Short task: Report every line of the material below that contains the string "range".

>> BEGIN Material for the task

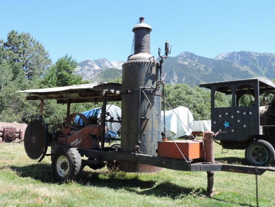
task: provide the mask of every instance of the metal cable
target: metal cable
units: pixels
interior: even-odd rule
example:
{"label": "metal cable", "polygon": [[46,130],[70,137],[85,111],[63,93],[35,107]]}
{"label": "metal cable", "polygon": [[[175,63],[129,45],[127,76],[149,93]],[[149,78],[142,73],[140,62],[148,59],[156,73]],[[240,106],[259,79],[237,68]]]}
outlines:
{"label": "metal cable", "polygon": [[158,119],[160,119],[160,122],[162,122],[162,125],[164,125],[164,127],[166,130],[167,131],[167,132],[168,132],[168,134],[169,134],[169,135],[171,137],[171,138],[172,138],[172,140],[173,140],[174,143],[176,144],[176,147],[178,148],[178,151],[180,151],[180,154],[182,154],[182,157],[184,158],[185,160],[186,161],[186,162],[188,163],[188,164],[189,165],[189,166],[190,166],[190,164],[188,162],[188,161],[187,161],[187,159],[186,159],[184,155],[184,154],[182,153],[182,151],[180,150],[180,147],[178,147],[178,144],[176,144],[176,142],[174,141],[174,139],[172,138],[172,136],[171,136],[171,135],[170,134],[170,133],[169,133],[169,132],[168,131],[168,130],[167,130],[167,128],[166,128],[166,127],[165,126],[165,125],[164,124],[163,122],[162,122],[162,119],[160,119],[160,116],[158,115],[158,113],[156,113],[156,111],[154,109],[154,107],[153,107],[152,104],[151,103],[151,102],[150,102],[150,101],[149,100],[149,99],[148,98],[148,97],[147,97],[147,96],[146,95],[146,94],[145,94],[144,92],[144,90],[142,90],[142,93],[144,93],[144,95],[145,96],[145,97],[146,97],[146,98],[147,99],[147,100],[148,101],[148,102],[149,102],[149,103],[150,104],[151,107],[152,107],[152,108],[153,109],[153,110],[154,110],[154,112],[156,113],[156,116],[158,116]]}

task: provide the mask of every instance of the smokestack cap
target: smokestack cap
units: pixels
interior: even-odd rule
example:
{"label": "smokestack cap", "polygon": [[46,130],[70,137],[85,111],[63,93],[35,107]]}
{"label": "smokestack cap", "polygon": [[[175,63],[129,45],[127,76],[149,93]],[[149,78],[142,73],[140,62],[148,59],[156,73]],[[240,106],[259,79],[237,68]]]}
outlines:
{"label": "smokestack cap", "polygon": [[150,32],[152,31],[151,26],[144,23],[144,18],[142,17],[140,18],[140,24],[136,25],[132,29],[132,31],[134,32],[134,30],[135,29],[140,28],[148,28],[150,30]]}

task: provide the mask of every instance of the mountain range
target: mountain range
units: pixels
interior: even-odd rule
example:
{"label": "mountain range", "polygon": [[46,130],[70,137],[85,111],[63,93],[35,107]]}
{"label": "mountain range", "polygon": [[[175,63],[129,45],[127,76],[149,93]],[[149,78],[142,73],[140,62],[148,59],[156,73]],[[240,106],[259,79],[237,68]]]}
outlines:
{"label": "mountain range", "polygon": [[[76,74],[91,83],[108,81],[122,76],[124,61],[104,58],[78,63]],[[214,59],[184,52],[164,60],[162,72],[166,83],[185,83],[191,86],[204,82],[264,77],[275,79],[275,54],[233,52]]]}

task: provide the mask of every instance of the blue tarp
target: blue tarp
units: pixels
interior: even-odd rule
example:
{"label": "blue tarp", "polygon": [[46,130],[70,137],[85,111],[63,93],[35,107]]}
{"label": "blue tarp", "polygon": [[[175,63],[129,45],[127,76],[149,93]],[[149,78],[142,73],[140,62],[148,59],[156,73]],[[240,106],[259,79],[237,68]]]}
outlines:
{"label": "blue tarp", "polygon": [[[112,116],[114,120],[116,120],[118,117],[121,117],[122,111],[121,109],[118,106],[114,105],[107,105],[106,106],[107,112],[110,113],[110,115]],[[88,118],[91,116],[95,116],[98,118],[100,118],[101,114],[101,107],[96,108],[87,111],[82,112],[82,114],[84,115],[86,117]],[[75,122],[77,122],[79,119],[79,116],[76,116],[75,118]],[[107,119],[110,118],[107,118]],[[82,120],[80,121],[80,124],[82,123]],[[118,123],[110,123],[106,122],[106,126],[108,127],[108,132],[107,134],[105,135],[105,137],[108,138],[110,135],[111,137],[114,137],[116,135],[117,131],[120,128],[120,124]]]}

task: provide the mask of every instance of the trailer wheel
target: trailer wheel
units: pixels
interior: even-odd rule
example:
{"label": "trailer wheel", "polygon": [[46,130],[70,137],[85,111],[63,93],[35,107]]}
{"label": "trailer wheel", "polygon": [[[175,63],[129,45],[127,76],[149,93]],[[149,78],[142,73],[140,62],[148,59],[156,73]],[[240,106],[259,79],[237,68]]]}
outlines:
{"label": "trailer wheel", "polygon": [[[120,150],[120,144],[114,144],[110,146],[111,147],[116,148],[116,151]],[[107,162],[107,168],[109,171],[117,171],[120,167],[120,161],[118,160],[112,160]]]}
{"label": "trailer wheel", "polygon": [[62,146],[52,156],[52,176],[58,182],[74,179],[80,172],[81,156],[76,148]]}
{"label": "trailer wheel", "polygon": [[246,158],[254,166],[268,166],[275,161],[275,150],[270,143],[259,139],[250,142],[246,148]]}

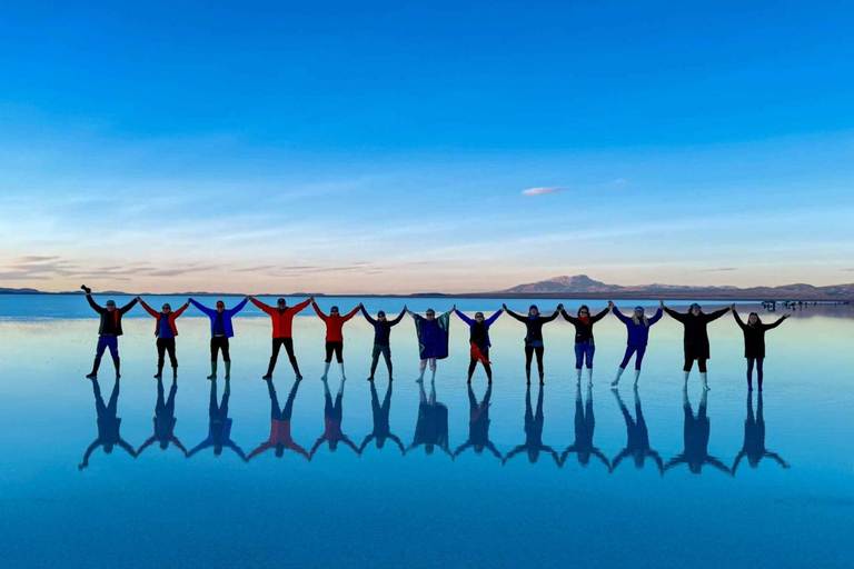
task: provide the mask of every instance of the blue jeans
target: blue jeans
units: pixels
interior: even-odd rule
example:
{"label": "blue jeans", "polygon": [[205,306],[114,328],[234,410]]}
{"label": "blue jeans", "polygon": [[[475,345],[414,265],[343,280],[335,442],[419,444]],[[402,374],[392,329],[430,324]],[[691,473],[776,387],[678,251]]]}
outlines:
{"label": "blue jeans", "polygon": [[101,359],[103,352],[110,349],[110,356],[112,359],[119,357],[119,338],[117,336],[99,336],[98,337],[98,350],[95,352],[95,357]]}
{"label": "blue jeans", "polygon": [[596,352],[596,346],[584,342],[575,345],[575,369],[582,369],[584,357],[587,356],[587,369],[593,369],[593,355]]}

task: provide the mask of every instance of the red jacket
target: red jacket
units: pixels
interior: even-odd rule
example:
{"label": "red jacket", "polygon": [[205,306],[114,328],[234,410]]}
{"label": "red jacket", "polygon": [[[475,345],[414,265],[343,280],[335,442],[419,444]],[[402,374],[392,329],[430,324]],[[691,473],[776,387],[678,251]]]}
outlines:
{"label": "red jacket", "polygon": [[290,338],[294,329],[294,317],[304,308],[308,306],[310,300],[304,300],[297,306],[288,307],[285,310],[279,310],[269,305],[265,305],[260,300],[255,298],[250,299],[252,305],[257,306],[266,313],[270,315],[272,319],[272,337],[274,338]]}
{"label": "red jacket", "polygon": [[[162,312],[158,312],[157,310],[155,310],[150,306],[146,305],[146,301],[142,300],[142,299],[139,300],[139,303],[142,305],[142,308],[146,309],[146,312],[148,312],[152,317],[157,318],[157,323],[155,325],[155,336],[157,336],[158,332],[160,332],[160,317],[162,317],[163,313]],[[169,328],[172,329],[172,335],[173,336],[178,336],[178,328],[175,327],[175,319],[178,318],[179,316],[181,316],[183,313],[183,311],[187,310],[188,306],[189,306],[189,302],[185,302],[185,305],[181,308],[179,308],[178,310],[169,312]]]}
{"label": "red jacket", "polygon": [[320,319],[326,322],[326,341],[328,342],[342,342],[344,341],[344,323],[356,316],[359,311],[359,307],[354,308],[350,313],[341,316],[325,315],[320,311],[316,302],[311,303],[315,312]]}

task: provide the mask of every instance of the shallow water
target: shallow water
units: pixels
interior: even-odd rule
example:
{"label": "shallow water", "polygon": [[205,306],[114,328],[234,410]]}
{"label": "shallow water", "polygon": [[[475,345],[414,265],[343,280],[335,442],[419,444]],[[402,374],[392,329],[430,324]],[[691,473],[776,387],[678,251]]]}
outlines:
{"label": "shallow water", "polygon": [[[119,447],[110,453],[99,447],[79,470],[98,437],[93,383],[83,377],[97,320],[88,309],[79,311],[78,297],[12,298],[0,297],[3,567],[851,567],[854,559],[848,538],[854,530],[851,308],[807,308],[768,332],[762,420],[758,393],[749,397],[745,386],[741,331],[729,316],[709,326],[712,391],[703,398],[695,372],[687,392],[693,427],[687,453],[698,457],[693,469],[679,460],[688,417],[681,326],[667,317],[655,326],[640,388],[636,395],[625,385],[618,399],[609,381],[625,330],[609,316],[596,326],[589,390],[585,383],[576,389],[572,327],[556,321],[545,328],[546,385],[542,391],[532,386],[527,418],[523,327],[507,317],[493,327],[488,436],[498,457],[489,449],[460,450],[469,436],[468,345],[467,330],[456,319],[451,355],[439,362],[435,381],[436,401],[448,415],[445,449],[436,446],[428,455],[420,445],[404,456],[389,438],[381,449],[368,440],[358,452],[374,418],[365,381],[373,337],[357,317],[345,328],[349,379],[341,399],[341,431],[357,450],[341,442],[332,451],[321,441],[310,461],[291,450],[277,458],[270,449],[247,462],[230,448],[218,457],[203,448],[187,458],[173,443],[161,450],[153,442],[136,458]],[[366,305],[393,311],[405,301]],[[346,309],[358,299],[339,302]],[[453,303],[409,302],[420,309]],[[321,306],[330,303],[324,299]],[[498,306],[460,302],[465,310]],[[524,309],[527,302],[510,306]],[[153,432],[158,385],[151,377],[153,320],[139,309],[131,315],[140,318],[125,321],[116,417],[121,439],[136,453]],[[292,399],[290,428],[295,443],[308,452],[325,430],[325,390],[318,380],[324,329],[311,312],[304,315],[295,322],[295,345],[306,379]],[[192,309],[178,325],[175,436],[189,451],[208,433],[209,325]],[[247,309],[236,319],[231,342],[230,435],[246,456],[270,435],[270,397],[259,379],[269,357],[269,326],[267,317]],[[396,380],[389,427],[409,447],[420,398],[410,320],[394,329],[391,347]],[[329,377],[334,401],[340,387],[335,366]],[[377,377],[381,403],[388,386],[381,362]],[[168,396],[171,378],[163,383]],[[294,383],[282,352],[274,382],[280,407]],[[116,387],[109,359],[98,387],[109,403]],[[217,403],[225,387],[219,379]],[[424,387],[429,400],[429,375]],[[478,369],[477,403],[486,388]],[[540,393],[542,441],[548,448],[538,456],[523,449],[505,461],[526,441],[526,419],[528,430],[536,430]],[[632,421],[639,405],[646,421],[655,453],[640,468],[632,456],[616,460],[627,445],[620,402]],[[695,421],[704,409],[706,452],[704,421]],[[755,468],[744,457],[734,469],[751,410],[747,435],[762,448],[764,431],[768,455]]]}

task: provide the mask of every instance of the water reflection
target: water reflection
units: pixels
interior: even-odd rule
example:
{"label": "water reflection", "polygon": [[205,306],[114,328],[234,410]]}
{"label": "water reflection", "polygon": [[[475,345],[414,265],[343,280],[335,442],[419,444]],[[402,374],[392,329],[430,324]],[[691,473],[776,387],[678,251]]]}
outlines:
{"label": "water reflection", "polygon": [[208,405],[208,437],[199,442],[187,456],[191,457],[200,450],[214,447],[214,456],[222,455],[224,448],[234,450],[238,457],[246,460],[244,450],[231,440],[231,418],[228,417],[228,400],[231,397],[231,380],[226,378],[222,399],[217,405],[217,379],[210,379],[210,403]]}
{"label": "water reflection", "polygon": [[747,463],[751,468],[756,468],[763,458],[771,458],[783,468],[788,468],[788,463],[776,452],[765,448],[765,415],[762,406],[762,391],[756,400],[756,415],[753,413],[753,391],[747,393],[747,419],[744,421],[744,445],[741,452],[733,462],[733,476],[735,469],[744,457],[747,457]]}
{"label": "water reflection", "polygon": [[509,459],[519,452],[525,451],[527,452],[528,461],[532,465],[539,460],[540,452],[546,452],[554,459],[557,466],[560,466],[560,459],[558,458],[557,452],[552,447],[543,445],[544,425],[545,416],[543,415],[543,383],[539,385],[536,412],[530,406],[530,383],[528,383],[525,390],[525,442],[509,451],[507,456],[504,457],[502,463],[506,465]]}
{"label": "water reflection", "polygon": [[288,400],[282,408],[279,408],[279,398],[276,395],[276,386],[272,383],[272,379],[265,379],[264,382],[267,383],[267,391],[270,396],[270,436],[249,453],[247,461],[270,449],[275,449],[276,458],[281,458],[286,450],[291,450],[308,460],[309,456],[306,449],[297,445],[290,436],[290,417],[294,413],[294,400],[297,398],[297,390],[302,380],[294,380],[294,386],[290,388],[290,393],[288,393]]}
{"label": "water reflection", "polygon": [[587,467],[590,457],[596,457],[610,471],[610,462],[602,451],[593,445],[593,432],[596,429],[596,417],[593,415],[593,387],[587,386],[587,403],[582,398],[582,385],[575,387],[575,442],[560,455],[560,466],[575,452],[578,463]]}
{"label": "water reflection", "polygon": [[468,440],[454,451],[454,458],[458,457],[466,449],[474,448],[476,455],[481,455],[484,449],[488,449],[496,458],[500,459],[502,453],[489,440],[489,399],[493,397],[493,383],[487,383],[484,399],[478,403],[471,383],[468,383]]}
{"label": "water reflection", "polygon": [[433,455],[438,447],[454,458],[448,447],[448,408],[436,400],[436,381],[430,381],[430,397],[424,389],[424,380],[418,381],[418,420],[415,423],[413,443],[407,452],[424,445],[424,451]]}
{"label": "water reflection", "polygon": [[683,450],[682,455],[677,455],[667,461],[667,465],[664,467],[665,471],[679,465],[687,465],[692,473],[699,475],[705,465],[711,465],[723,472],[732,473],[726,465],[708,453],[708,437],[712,432],[712,425],[706,415],[707,405],[708,391],[704,389],[699,400],[699,409],[695,417],[688,400],[688,390],[683,389],[682,407],[685,411],[685,427],[683,430],[685,450]]}
{"label": "water reflection", "polygon": [[92,381],[92,391],[95,392],[95,411],[98,415],[96,422],[98,423],[98,438],[89,445],[83,453],[83,461],[80,462],[77,468],[82,470],[89,466],[89,457],[98,447],[103,447],[103,452],[109,455],[116,447],[123,449],[128,455],[137,458],[137,451],[133,450],[125,439],[121,438],[121,419],[117,417],[119,407],[119,391],[120,380],[116,377],[112,385],[112,393],[107,405],[103,405],[103,397],[101,396],[101,386],[98,383],[97,377],[89,378]]}
{"label": "water reflection", "polygon": [[359,447],[359,455],[365,451],[365,447],[367,447],[371,440],[376,441],[378,449],[381,449],[386,446],[387,439],[390,439],[395,445],[397,445],[397,448],[400,449],[401,455],[406,453],[404,443],[400,441],[397,435],[391,432],[391,427],[388,419],[388,416],[391,412],[393,385],[394,383],[391,381],[388,382],[388,387],[386,388],[386,397],[383,398],[383,405],[380,405],[379,395],[377,393],[377,386],[374,381],[370,382],[370,411],[374,417],[374,430],[370,435],[365,437],[364,441],[361,441],[361,446]]}
{"label": "water reflection", "polygon": [[649,447],[649,431],[646,428],[646,420],[644,419],[644,410],[640,408],[640,396],[635,391],[635,418],[632,418],[632,413],[619,397],[619,391],[616,389],[613,391],[614,397],[617,398],[617,405],[623,412],[623,419],[626,421],[626,448],[624,448],[619,455],[614,457],[610,463],[610,471],[613,472],[619,466],[619,463],[626,457],[632,457],[635,461],[635,468],[644,468],[646,459],[651,458],[658,467],[658,472],[664,476],[664,461],[662,457]]}
{"label": "water reflection", "polygon": [[329,451],[335,452],[338,450],[338,443],[344,442],[356,455],[359,453],[358,447],[354,445],[349,437],[341,431],[341,421],[344,420],[344,385],[347,381],[341,378],[341,382],[338,386],[338,392],[335,396],[335,403],[332,403],[332,393],[329,391],[329,380],[324,379],[324,433],[315,441],[315,446],[311,447],[311,451],[308,453],[309,458],[315,457],[315,452],[324,442],[329,443]]}
{"label": "water reflection", "polygon": [[163,397],[163,378],[157,377],[157,402],[155,403],[155,432],[137,449],[137,455],[142,453],[148,447],[158,441],[160,449],[166,450],[169,448],[169,443],[175,445],[186,457],[187,449],[183,448],[181,441],[175,436],[175,423],[178,419],[175,418],[175,396],[178,393],[178,379],[172,377],[172,386],[169,388],[169,397]]}

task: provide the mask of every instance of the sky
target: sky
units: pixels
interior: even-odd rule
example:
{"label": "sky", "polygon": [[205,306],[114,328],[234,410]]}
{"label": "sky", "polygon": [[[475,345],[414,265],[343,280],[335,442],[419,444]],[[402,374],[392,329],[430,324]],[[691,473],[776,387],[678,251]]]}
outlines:
{"label": "sky", "polygon": [[854,4],[459,3],[3,2],[0,287],[854,282]]}

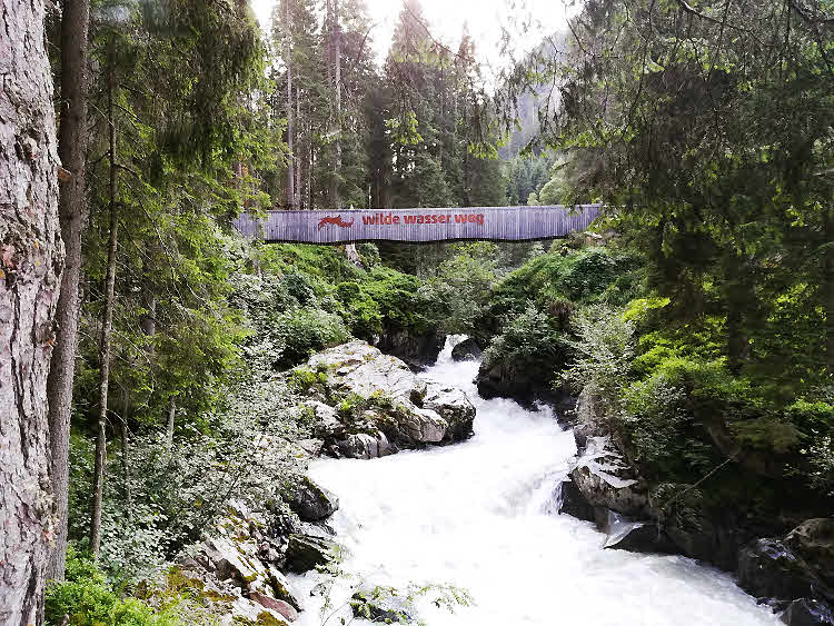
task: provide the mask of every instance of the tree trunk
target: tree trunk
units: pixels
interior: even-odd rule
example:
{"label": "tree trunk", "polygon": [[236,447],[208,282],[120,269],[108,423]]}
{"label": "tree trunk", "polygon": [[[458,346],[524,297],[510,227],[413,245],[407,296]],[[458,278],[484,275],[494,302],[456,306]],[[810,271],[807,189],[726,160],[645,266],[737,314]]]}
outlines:
{"label": "tree trunk", "polygon": [[331,47],[332,47],[332,103],[334,119],[331,120],[331,132],[334,138],[332,172],[330,177],[330,205],[334,210],[341,208],[339,196],[339,180],[341,177],[341,30],[339,28],[339,0],[332,0],[331,16]]}
{"label": "tree trunk", "polygon": [[166,428],[165,436],[165,449],[168,450],[170,456],[173,449],[173,418],[177,416],[177,398],[171,396],[170,403],[168,404],[168,427]]}
{"label": "tree trunk", "polygon": [[828,376],[834,378],[834,208],[825,210],[825,267],[823,275],[823,299],[825,306],[826,365]]}
{"label": "tree trunk", "polygon": [[52,490],[58,513],[56,541],[47,577],[63,579],[67,560],[67,497],[72,380],[76,372],[78,317],[81,310],[81,229],[87,219],[87,32],[88,0],[64,0],[61,9],[61,117],[58,155],[71,178],[61,185],[58,212],[67,254],[58,298],[58,337],[47,382]]}
{"label": "tree trunk", "polygon": [[0,11],[0,624],[42,624],[54,536],[47,377],[63,250],[43,1]]}
{"label": "tree trunk", "polygon": [[116,290],[116,249],[119,240],[119,219],[116,206],[116,122],[113,120],[113,72],[109,70],[108,118],[110,139],[110,241],[107,249],[107,278],[105,287],[105,318],[99,341],[99,419],[96,435],[96,466],[92,487],[92,519],[90,521],[90,549],[98,556],[101,547],[101,507],[105,496],[105,468],[107,465],[107,391],[110,384],[110,335],[113,325]]}
{"label": "tree trunk", "polygon": [[130,396],[127,387],[121,390],[121,474],[125,480],[125,501],[127,503],[128,517],[133,510],[133,490],[130,487],[130,433],[128,429],[128,410],[130,409]]}
{"label": "tree trunk", "polygon": [[296,172],[295,172],[295,151],[292,149],[292,135],[295,132],[295,123],[292,120],[294,107],[292,107],[292,27],[291,27],[291,13],[289,10],[290,0],[285,0],[285,26],[287,28],[287,43],[285,48],[284,58],[287,63],[287,150],[289,151],[289,158],[287,160],[287,205],[290,209],[296,207]]}
{"label": "tree trunk", "polygon": [[[296,88],[296,127],[301,127],[301,90]],[[301,206],[301,157],[300,155],[304,153],[301,149],[301,139],[300,139],[300,132],[299,136],[296,138],[296,152],[298,156],[292,155],[292,158],[296,160],[296,185],[295,185],[295,191],[296,191],[296,208],[304,208]]]}

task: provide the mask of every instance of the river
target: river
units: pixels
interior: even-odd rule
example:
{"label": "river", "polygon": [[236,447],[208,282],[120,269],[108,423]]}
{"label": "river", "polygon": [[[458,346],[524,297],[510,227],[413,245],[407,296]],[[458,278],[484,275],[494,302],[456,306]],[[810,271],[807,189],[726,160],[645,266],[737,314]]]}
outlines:
{"label": "river", "polygon": [[[593,524],[556,515],[555,488],[576,453],[549,413],[479,398],[477,364],[455,362],[451,341],[426,375],[463,388],[477,408],[466,443],[375,460],[324,459],[310,476],[339,496],[330,519],[347,548],[344,605],[359,580],[453,584],[473,604],[454,614],[420,607],[429,626],[754,626],[781,624],[726,574],[679,556],[603,549]],[[320,580],[294,577],[320,626]],[[329,612],[328,612],[329,613]],[[328,625],[349,622],[342,609]]]}

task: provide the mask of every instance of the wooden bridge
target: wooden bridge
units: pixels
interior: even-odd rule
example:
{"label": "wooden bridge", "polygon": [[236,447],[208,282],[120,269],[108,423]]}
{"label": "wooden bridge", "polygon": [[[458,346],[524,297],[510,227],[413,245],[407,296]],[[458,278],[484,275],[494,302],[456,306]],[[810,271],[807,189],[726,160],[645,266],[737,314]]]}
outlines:
{"label": "wooden bridge", "polygon": [[245,213],[235,227],[267,242],[534,241],[586,230],[600,205],[565,207],[466,207],[460,209],[350,209]]}

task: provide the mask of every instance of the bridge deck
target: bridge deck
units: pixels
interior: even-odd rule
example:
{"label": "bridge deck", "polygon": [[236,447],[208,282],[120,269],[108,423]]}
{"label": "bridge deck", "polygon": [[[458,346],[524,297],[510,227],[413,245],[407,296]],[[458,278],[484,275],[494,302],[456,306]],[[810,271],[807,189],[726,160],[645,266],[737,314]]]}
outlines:
{"label": "bridge deck", "polygon": [[347,244],[351,241],[533,241],[582,231],[599,215],[599,205],[577,207],[466,207],[459,209],[367,209],[267,211],[241,215],[235,227],[267,242]]}

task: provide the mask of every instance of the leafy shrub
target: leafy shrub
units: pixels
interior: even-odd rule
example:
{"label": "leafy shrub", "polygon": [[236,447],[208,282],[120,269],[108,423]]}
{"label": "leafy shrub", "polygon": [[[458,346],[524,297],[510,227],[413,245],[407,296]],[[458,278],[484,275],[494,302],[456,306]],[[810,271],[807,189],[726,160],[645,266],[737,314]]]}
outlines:
{"label": "leafy shrub", "polygon": [[298,365],[311,354],[350,338],[339,316],[312,308],[281,314],[275,320],[271,335],[279,350],[275,365],[280,369]]}
{"label": "leafy shrub", "polygon": [[336,296],[344,305],[342,317],[351,332],[360,339],[371,339],[383,329],[379,305],[356,281],[340,282]]}
{"label": "leafy shrub", "polygon": [[449,335],[473,335],[495,281],[497,246],[468,244],[456,250],[420,288],[420,297],[430,302],[440,330]]}
{"label": "leafy shrub", "polygon": [[603,249],[593,249],[576,255],[567,264],[558,285],[568,299],[586,302],[602,295],[620,270],[618,259]]}
{"label": "leafy shrub", "polygon": [[553,318],[529,302],[522,315],[508,320],[484,351],[481,367],[515,370],[534,387],[546,389],[567,358],[564,335],[554,326]]}
{"label": "leafy shrub", "polygon": [[290,271],[284,275],[281,286],[295,300],[306,307],[316,301],[316,291],[310,279],[301,272]]}
{"label": "leafy shrub", "polygon": [[179,626],[172,609],[155,614],[135,598],[121,599],[102,572],[71,544],[67,548],[67,573],[62,583],[47,588],[46,622],[49,626]]}

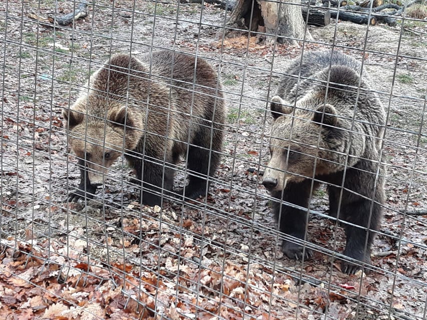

>> END Material for the task

Written reply:
task: provide the mask of every instance of the mountain range
target: mountain range
{"label": "mountain range", "polygon": [[46,130],[70,137],[85,111],[63,93],[35,107]]}
{"label": "mountain range", "polygon": [[[175,63],[129,45],[127,76],[149,93]],[[149,78],[142,73],[140,62],[148,59],[156,73]],[[240,106],[259,79],[237,68]]]}
{"label": "mountain range", "polygon": [[[76,74],[91,83],[108,81],[122,76],[124,61],[104,58],[78,63]],[[214,59],[184,52],[164,60],[162,72],[166,83],[185,83],[191,86],[204,82],[264,77],[275,79],[275,54],[233,52]]]}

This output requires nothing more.